- SELECTED EXTRACT -
-- START --

# Edison Cubes



## thenerdycuber (Nov 5, 2012)

I have been seriously thinking about purchasing an edison cube but before i do that I would just like to know the general consensus of a edison cube. Hows the corner cutting and turning right out of the box? Does it need lubrication and if so what brand works best? sticker quality? Can you justify paying $20 (U.S) for this? and if so where is the best shop to get this. Any feedback is much appreciated!


----------



## iEnjoyCubing (Nov 5, 2012)

-It's terrible out of the box, requires lots of lubrication/breaking in. Use maru/differential oil.
-After breaking in, corner cutting is about 35-40 degrees, reverse is nonexistent.
-Sticker quality also terrible, stickers are _extremely_ dark.
-$20 for the cube is not justifiable. It's terrible.

tl;dr no


----------



## thenerdycuber (Nov 5, 2012)

what would you suggest as good cube to use than besides Dayan cube?


----------



## antoineccantin (Nov 5, 2012)

Type C V Wityou


----------



## Hunter (Nov 5, 2012)

-- END --

- TO BE DONE -
#1 Please reproduce the passage of the Edison cube thread between "I have been" and "are _extremely_ dark.", inclusive.
#2 Name each username that heads a post in the Edison cube thread, listing each only once.

- INFORMATION SHOWN -
-- START --

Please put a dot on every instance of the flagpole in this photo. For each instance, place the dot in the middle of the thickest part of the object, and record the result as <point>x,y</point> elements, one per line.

-- END --

- EXERCISE RESPONSES -
#1
I have been seriously thinking about purchasing an edison cube but before i do that I would just like to know the general consensus of a edison cube. Hows the corner cutting and turning right out of the box? Does it need lubrication and if so what brand works best? sticker quality? Can you justify paying $20 (U.S) for this? and if so where is the best shop to get this. Any feedback is much appreciated!


----------



## iEnjoyCubing (Nov 5, 2012)

-It's terrible out of the box, requires lots of lubrication/breaking in. Use maru/differential oil.
-After breaking in, corner cutting is about 35-40 degrees, reverse is nonexistent.
-Sticker quality also terrible, stickers are _extremely_ dark.

#2
thenerdycuber
iEnjoyCubing
antoineccantin
Hunter